▶ DO THIS
Starting at the row that contains "Target: car windshield" and stopping after the last row, repeat every row, requests included, and offset each number in the point coordinates by adding 85.

▶ SOURCE RECORDS

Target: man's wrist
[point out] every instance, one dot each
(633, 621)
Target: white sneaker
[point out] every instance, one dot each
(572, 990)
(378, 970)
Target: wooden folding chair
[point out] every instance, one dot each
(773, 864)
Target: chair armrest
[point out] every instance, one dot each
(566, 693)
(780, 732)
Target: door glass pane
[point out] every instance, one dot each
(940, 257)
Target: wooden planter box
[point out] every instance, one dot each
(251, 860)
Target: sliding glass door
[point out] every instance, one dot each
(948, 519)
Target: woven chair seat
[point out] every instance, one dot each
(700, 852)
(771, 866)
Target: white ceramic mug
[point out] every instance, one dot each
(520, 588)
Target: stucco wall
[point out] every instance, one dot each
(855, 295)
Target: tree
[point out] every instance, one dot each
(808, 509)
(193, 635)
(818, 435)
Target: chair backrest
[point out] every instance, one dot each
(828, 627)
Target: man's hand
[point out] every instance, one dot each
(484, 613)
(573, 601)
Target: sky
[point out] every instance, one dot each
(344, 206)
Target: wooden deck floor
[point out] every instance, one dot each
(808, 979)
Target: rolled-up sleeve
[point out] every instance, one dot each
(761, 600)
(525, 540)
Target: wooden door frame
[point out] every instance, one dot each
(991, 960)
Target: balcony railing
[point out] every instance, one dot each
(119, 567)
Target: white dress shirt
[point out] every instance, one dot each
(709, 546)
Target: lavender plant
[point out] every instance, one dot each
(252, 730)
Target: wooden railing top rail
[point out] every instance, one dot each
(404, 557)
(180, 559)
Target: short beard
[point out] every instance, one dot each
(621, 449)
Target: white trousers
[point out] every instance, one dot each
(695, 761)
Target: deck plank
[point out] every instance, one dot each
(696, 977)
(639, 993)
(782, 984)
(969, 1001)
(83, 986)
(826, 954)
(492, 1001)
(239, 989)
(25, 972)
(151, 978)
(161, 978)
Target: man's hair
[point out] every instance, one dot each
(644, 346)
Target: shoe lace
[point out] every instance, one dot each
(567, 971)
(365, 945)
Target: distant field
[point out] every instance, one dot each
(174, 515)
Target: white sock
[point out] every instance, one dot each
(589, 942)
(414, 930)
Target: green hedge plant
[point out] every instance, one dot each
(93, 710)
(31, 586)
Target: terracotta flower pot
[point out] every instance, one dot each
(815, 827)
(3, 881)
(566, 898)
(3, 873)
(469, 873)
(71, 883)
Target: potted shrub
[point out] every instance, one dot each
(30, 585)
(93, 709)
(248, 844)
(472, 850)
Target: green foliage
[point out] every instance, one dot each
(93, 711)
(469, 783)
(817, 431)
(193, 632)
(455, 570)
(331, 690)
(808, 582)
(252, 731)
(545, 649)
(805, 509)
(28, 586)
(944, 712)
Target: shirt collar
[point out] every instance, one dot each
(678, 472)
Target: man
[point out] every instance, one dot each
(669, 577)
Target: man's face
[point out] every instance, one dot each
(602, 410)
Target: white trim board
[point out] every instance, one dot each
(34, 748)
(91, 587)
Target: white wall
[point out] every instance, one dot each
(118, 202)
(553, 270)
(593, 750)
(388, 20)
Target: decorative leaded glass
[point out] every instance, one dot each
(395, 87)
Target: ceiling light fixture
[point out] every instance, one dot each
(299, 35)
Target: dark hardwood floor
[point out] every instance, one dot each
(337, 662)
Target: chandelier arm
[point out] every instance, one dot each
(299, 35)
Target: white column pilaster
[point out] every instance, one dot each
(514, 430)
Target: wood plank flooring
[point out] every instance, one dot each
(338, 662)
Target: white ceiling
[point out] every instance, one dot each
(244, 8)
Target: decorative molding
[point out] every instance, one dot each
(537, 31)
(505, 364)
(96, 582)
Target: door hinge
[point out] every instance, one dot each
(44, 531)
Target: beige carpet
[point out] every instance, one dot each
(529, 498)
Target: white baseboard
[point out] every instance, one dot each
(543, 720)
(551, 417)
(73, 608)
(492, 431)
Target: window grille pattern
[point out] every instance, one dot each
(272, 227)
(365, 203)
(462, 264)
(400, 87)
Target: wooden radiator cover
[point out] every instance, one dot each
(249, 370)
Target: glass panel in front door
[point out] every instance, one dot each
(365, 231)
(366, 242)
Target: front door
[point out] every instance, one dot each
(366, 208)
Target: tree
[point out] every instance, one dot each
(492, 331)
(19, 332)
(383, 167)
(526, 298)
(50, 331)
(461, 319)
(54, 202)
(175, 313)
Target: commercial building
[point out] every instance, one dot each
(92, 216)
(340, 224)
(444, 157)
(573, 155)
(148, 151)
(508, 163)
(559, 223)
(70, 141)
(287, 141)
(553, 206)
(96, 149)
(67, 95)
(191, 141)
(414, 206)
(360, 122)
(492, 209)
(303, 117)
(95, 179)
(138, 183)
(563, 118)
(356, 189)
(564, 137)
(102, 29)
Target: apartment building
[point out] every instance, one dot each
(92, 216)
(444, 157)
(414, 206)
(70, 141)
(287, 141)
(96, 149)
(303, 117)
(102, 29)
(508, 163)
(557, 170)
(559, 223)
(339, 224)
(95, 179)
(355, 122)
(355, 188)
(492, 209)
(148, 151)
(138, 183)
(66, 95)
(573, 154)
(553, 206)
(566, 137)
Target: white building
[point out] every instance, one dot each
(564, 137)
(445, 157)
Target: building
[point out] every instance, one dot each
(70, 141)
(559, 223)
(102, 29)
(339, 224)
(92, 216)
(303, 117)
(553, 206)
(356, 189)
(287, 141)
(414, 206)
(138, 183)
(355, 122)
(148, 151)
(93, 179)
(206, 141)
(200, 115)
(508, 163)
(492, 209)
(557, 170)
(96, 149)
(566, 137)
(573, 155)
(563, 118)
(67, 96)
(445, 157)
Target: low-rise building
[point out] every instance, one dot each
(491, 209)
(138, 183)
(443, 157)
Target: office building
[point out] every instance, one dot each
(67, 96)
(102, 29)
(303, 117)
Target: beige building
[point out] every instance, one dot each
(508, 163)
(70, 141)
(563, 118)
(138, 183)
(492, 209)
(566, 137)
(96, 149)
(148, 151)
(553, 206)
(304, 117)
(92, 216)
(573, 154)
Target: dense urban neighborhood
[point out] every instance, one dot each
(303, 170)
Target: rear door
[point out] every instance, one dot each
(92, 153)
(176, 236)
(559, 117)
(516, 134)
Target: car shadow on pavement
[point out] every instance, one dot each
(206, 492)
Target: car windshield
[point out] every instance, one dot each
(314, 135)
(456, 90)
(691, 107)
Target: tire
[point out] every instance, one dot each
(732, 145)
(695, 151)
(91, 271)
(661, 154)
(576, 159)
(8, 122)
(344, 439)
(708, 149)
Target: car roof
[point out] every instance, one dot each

▶ SOLUTION FOR THIS TASK
Target: car windshield
[point out] every instance, one dot each
(399, 220)
(541, 175)
(776, 192)
Target: tire
[point out] every instance, one dot each
(817, 230)
(780, 236)
(176, 356)
(746, 239)
(661, 244)
(93, 207)
(429, 524)
(793, 234)
Target: car roof
[point out] every instance, one dot each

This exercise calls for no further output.